- [TEXT SEGMENT]
Cuba Blasts U.S. Manipulation Amid Recent Unrest
HAVANA (Dispatches) - Cuban Foreign Minister Bruno Rodriguez has held the United States responsible for stirring up violence in his country, saying Washington is using high-tech digital systems to incite protests in the Caribbean island nation.
Rodriguez said Washington sought to generate disorder and instability to fracture the constitutional order and social consensus in Cuba and the harmony of Cubans through the use of powerful and sophisticated instruments.
Rodriguez condemned the campaign promoted from U.S. soil through social media to promote riots and destabilizing acts, warning that such irresponsible conduct could have negative implications for the region and even harm the national interests of the U.S.
The minister said that political circles controlling Washington’s Cuba policy had taken advantage of the harsh conditions generated by the coronavirus pandemic, adding that they had used lies, slander, and manipulation of facts to provoke people.
He said a large-scale anti-Cuba communication operation had been underway since June 23, when Havana presented the report ‘Necessity of ending the economic, commercial and financial blockade imposed by the United States of America on Cuba’ at the United Nations General Assembly.
The operation includes calls for violence, aggression against the authorities, and the assassination of leaders and promotes the irregular migratory flow, he said.
Rodriguez also denounced the so-called “SOS Cuba” campaign promoted on social networks as one of manipulation, warning that the campaign calls for a humanitarian intervention in Cuba, which means a U.S. military intervention that is against international and Cuban laws.

- [TASK REQUIREMENTS]
**1.** List everything that, according to the Cuba unrest article, the anti-Cuba communication operation includes or promotes.
**2.** Please continue the Cuba unrest article from where it stops.

- [GIVEN ENTRIES]
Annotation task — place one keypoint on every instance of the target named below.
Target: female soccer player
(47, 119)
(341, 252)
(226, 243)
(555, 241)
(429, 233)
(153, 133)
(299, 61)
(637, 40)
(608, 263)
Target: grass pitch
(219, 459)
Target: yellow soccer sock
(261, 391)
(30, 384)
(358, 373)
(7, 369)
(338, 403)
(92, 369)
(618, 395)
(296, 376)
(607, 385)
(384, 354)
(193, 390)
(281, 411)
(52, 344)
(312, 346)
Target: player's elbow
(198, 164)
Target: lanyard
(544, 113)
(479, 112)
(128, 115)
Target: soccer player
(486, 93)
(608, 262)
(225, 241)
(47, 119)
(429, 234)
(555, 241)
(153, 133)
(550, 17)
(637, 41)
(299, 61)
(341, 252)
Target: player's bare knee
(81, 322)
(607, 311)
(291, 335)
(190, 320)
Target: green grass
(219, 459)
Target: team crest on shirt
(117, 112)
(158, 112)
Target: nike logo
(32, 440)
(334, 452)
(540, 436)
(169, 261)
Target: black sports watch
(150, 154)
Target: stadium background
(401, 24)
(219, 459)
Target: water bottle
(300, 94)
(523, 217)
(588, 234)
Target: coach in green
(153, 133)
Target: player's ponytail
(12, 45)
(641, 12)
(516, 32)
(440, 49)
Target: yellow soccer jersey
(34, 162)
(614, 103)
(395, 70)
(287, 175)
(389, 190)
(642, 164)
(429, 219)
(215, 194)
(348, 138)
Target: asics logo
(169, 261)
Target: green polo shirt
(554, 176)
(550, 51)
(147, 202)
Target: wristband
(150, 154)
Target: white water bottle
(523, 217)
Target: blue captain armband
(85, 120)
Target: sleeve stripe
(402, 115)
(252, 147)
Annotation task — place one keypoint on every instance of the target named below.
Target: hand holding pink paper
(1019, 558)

- [LIST OF ANSWERS]
**1.**
- Calls for violence
- Aggression against the authorities
- The assassination of leaders
- The irregular migratory flow

**2.**
Protest rallies erupted against Cuban President Miguel Diaz-Canel’s government over the weekend. Thousands took to the streets in major cities demanding his resignation amid a worsening economic problems.
Mayor of Miami: Biden Should Consider
Airstrikes on Cuba
The Mayor of Miami stated that President Joe Biden should consider air raids on Cuba in support of Havana dissidents.
Miami Mayor Francis Suarez, the 43-year-old Miami-born lawyer whose father was the first-ever Cuban-born mayor of the South Florida city, told Fox News on Tuesday that the option of military air raids “has to be explored”.
“What should be contemplated right now is a coalition of potential military action in Cuba, similar to what has happened... in both Republican and Democrat administrations,” Suarez said.
He then referenced the 1989 American invasion of Panama under President George H.W. Bush and U.S.-led NATO strikes in Yugoslavia during the Kosovo War in 1999.
Suarez later told The Miami Herald that he was not advocating for airstrikes or any other form of military intervention, though he did say that policymakers should consider using the military in some capacity.